§ **Work required**: Set down all the lines below, each one exactly as shown.

------------------------------------------------------------

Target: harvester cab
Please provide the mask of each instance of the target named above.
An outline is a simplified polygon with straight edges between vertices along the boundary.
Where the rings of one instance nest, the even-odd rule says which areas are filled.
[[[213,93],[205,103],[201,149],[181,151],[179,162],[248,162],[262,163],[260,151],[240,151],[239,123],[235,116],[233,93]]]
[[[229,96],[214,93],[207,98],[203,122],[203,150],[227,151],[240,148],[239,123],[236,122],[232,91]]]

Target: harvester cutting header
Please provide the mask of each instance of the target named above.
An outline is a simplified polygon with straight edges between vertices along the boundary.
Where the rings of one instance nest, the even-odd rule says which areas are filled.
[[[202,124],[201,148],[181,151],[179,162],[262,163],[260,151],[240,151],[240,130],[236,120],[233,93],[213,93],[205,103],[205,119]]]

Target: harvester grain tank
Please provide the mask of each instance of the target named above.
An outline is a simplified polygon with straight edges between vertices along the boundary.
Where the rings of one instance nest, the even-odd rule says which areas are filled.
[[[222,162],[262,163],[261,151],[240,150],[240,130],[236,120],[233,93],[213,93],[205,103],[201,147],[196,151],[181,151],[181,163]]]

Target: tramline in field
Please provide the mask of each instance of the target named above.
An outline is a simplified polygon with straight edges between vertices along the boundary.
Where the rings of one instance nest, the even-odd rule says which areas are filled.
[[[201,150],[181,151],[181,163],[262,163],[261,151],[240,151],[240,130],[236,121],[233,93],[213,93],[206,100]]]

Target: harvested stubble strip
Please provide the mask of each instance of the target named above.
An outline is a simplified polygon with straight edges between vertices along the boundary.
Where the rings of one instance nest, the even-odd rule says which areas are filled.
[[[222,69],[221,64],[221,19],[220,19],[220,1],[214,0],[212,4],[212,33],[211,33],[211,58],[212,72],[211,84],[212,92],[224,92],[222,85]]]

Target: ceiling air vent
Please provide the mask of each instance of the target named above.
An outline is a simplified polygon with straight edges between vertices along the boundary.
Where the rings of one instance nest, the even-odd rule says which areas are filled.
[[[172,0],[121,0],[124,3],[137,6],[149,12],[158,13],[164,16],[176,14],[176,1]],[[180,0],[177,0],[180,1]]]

------------------------------------------------------------

§ **Exercise response**:
Target: harvester cab
Please provide the mask of each instance of the target named above.
An outline is a simplified polygon with straight edges between vertices along the boundary.
Where the rings of one instance nest, the even-odd rule says which areas are filled.
[[[213,93],[205,103],[201,149],[181,151],[179,162],[248,162],[262,163],[260,151],[240,151],[239,123],[235,116],[233,93]]]
[[[229,96],[214,93],[207,98],[203,122],[203,150],[227,151],[240,148],[239,123],[236,122],[232,91]]]

Target: harvester cutting header
Please provide the mask of each instance of the target named above.
An outline is a simplified polygon with straight edges between vertices along the boundary.
Where the rings of one instance nest, the even-odd rule says which areas are filled.
[[[202,124],[201,148],[181,151],[179,162],[262,163],[260,151],[240,151],[240,130],[236,120],[233,93],[213,93],[205,103],[205,119]]]

Target: harvester grain tank
Please provide the mask of each instance of the target named above.
An outline is a simplified polygon with straight edges between vertices along the boundary.
Where the rings of one instance nest, the even-odd rule says which areas are filled.
[[[222,162],[262,163],[261,151],[240,150],[240,130],[236,120],[233,93],[213,93],[205,103],[201,147],[196,151],[181,151],[181,163]]]

Target: tramline in field
Please provide the mask of each instance of the target named above.
An outline is a simplified polygon with straight edges between vertices along the boundary.
Where the rings of one instance nest, the even-odd rule says which areas are filled.
[[[201,150],[181,151],[181,163],[262,163],[261,151],[240,151],[240,130],[236,121],[233,93],[213,93],[206,100]]]

Target: harvested stubble strip
Please provide the mask of each instance of the target named above.
An outline is a simplified polygon with straight edges between vertices along the boundary.
Where the rings of one instance nest, the even-odd rule says which areas are filled.
[[[222,69],[221,64],[221,19],[220,19],[220,1],[214,0],[212,4],[212,33],[211,33],[211,58],[212,72],[211,84],[212,92],[224,92],[222,85]]]

Target: ceiling air vent
Please provide the mask of each instance of the target named above.
An outline is a simplified polygon with straight edges between vertices along the boundary.
Where the rings of one instance nest, the even-odd rule says which areas are filled.
[[[172,0],[121,0],[124,3],[137,6],[149,12],[158,13],[164,16],[176,14],[176,1]],[[180,0],[177,0],[180,1]]]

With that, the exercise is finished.